Supplied data ▸
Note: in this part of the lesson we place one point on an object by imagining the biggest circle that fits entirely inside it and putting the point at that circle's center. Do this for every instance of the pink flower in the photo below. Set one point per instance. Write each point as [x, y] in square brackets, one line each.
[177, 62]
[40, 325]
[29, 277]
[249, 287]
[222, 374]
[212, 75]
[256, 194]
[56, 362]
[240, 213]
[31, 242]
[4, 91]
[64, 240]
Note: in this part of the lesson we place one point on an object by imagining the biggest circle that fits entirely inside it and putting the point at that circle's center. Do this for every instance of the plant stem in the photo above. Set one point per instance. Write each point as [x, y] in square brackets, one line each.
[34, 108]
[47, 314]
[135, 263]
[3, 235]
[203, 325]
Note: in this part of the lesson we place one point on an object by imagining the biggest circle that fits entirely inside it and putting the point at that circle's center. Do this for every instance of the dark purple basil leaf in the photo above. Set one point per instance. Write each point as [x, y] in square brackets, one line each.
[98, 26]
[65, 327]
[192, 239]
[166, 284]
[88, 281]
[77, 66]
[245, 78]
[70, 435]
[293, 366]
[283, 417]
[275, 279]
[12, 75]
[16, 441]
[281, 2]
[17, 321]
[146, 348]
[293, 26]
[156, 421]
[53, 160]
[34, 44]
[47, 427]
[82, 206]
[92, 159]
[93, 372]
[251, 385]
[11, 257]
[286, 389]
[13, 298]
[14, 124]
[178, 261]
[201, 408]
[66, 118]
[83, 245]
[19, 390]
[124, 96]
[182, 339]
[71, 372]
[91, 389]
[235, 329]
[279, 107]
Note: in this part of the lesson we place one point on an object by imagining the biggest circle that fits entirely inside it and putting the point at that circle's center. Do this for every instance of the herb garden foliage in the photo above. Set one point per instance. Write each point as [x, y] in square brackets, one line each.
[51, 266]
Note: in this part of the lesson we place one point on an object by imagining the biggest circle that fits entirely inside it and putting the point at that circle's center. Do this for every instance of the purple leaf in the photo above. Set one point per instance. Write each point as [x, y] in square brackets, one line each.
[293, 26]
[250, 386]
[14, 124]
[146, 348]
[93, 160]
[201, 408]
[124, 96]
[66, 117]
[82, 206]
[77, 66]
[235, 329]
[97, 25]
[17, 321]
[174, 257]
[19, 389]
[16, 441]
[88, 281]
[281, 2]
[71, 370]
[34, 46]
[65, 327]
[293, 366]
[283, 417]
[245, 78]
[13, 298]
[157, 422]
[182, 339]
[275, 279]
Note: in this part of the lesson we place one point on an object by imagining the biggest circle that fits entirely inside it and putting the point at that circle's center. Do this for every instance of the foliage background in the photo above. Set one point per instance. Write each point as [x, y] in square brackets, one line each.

Directive ▸
Convert all of the records above into a JSON list of strings, one string per line, leaving out any blank lines.

In response ▸
[
  "Note: in this part of the lesson we place one point on an object by imagining the biggest circle that fits entirely inside it and putting the point at that circle's center. Do this for every instance of the pink flower in the photo below. Set one point per instance. Write each point as [x, y] in square brackets, one line each.",
  "[177, 62]",
  "[40, 325]",
  "[29, 277]",
  "[249, 287]",
  "[222, 374]",
  "[212, 75]",
  "[256, 194]",
  "[56, 362]",
  "[240, 213]",
  "[31, 242]",
  "[4, 91]",
  "[64, 240]",
  "Note: in this part of the lesson we place one point on an object by imagining the biggest circle that fits entirely inside it and putting the point at that circle's center. Do this for every instance of the plant stem in the photo above. Set one point per instance. Write each point as [x, y] in square brackets, one line each.",
  "[34, 108]",
  "[47, 314]",
  "[135, 263]",
  "[3, 235]",
  "[203, 325]",
  "Note: in this part of the lesson we place one point on an object by imagining the biggest circle that fits entirely inside it and putting the point at that circle's center. Do this for every instance of the dark purple basil leaf in the photo above. Set one point per instance. Write each point as [x, y] in square brackets, one line each.",
  "[98, 26]",
  "[65, 327]",
  "[192, 239]",
  "[166, 284]",
  "[88, 281]",
  "[77, 66]",
  "[245, 78]",
  "[70, 435]",
  "[293, 366]",
  "[283, 417]",
  "[275, 279]",
  "[12, 75]",
  "[16, 441]",
  "[281, 2]",
  "[17, 321]",
  "[146, 348]",
  "[293, 26]",
  "[156, 421]",
  "[53, 160]",
  "[34, 44]",
  "[47, 427]",
  "[82, 206]",
  "[92, 159]",
  "[93, 372]",
  "[251, 385]",
  "[11, 257]",
  "[286, 389]",
  "[13, 298]",
  "[14, 124]",
  "[178, 261]",
  "[201, 408]",
  "[66, 118]",
  "[83, 245]",
  "[19, 390]",
  "[124, 96]",
  "[182, 339]",
  "[71, 372]",
  "[91, 389]",
  "[235, 329]",
  "[279, 107]",
  "Note: in this part of the lesson we place one point on an object by imagining the biggest circle that fits entirely inside it and putting the point at that circle's center. Do this for every instance of the herb garden foliage in the photo above. Set one point per instance. Write each point as [x, y] in square brackets, one line each.",
  "[51, 266]",
  "Note: in this part of the lesson we place one point on an object by imagining the biggest circle that fits entirely inside it and putting the point at that circle's center. Do this for every instance of the purple leaf in the photo above. Set one point per instance. Write each point as [x, y] in square brackets, one line each.",
  "[293, 26]",
  "[250, 386]",
  "[14, 124]",
  "[146, 348]",
  "[93, 160]",
  "[201, 408]",
  "[124, 96]",
  "[66, 117]",
  "[82, 206]",
  "[77, 66]",
  "[235, 329]",
  "[97, 25]",
  "[17, 321]",
  "[174, 257]",
  "[19, 389]",
  "[16, 441]",
  "[88, 281]",
  "[281, 2]",
  "[71, 370]",
  "[34, 46]",
  "[65, 327]",
  "[293, 366]",
  "[283, 417]",
  "[245, 78]",
  "[13, 298]",
  "[157, 422]",
  "[182, 339]",
  "[275, 279]",
  "Note: in this part of the lesson we place one point on an object by imagining the biggest circle that fits entirely inside it and putting the point at that circle's center. Do this for every instance of the foliage background in the photo above. Set one point per instance. Write each point as [x, y] in square brackets, one line each."
]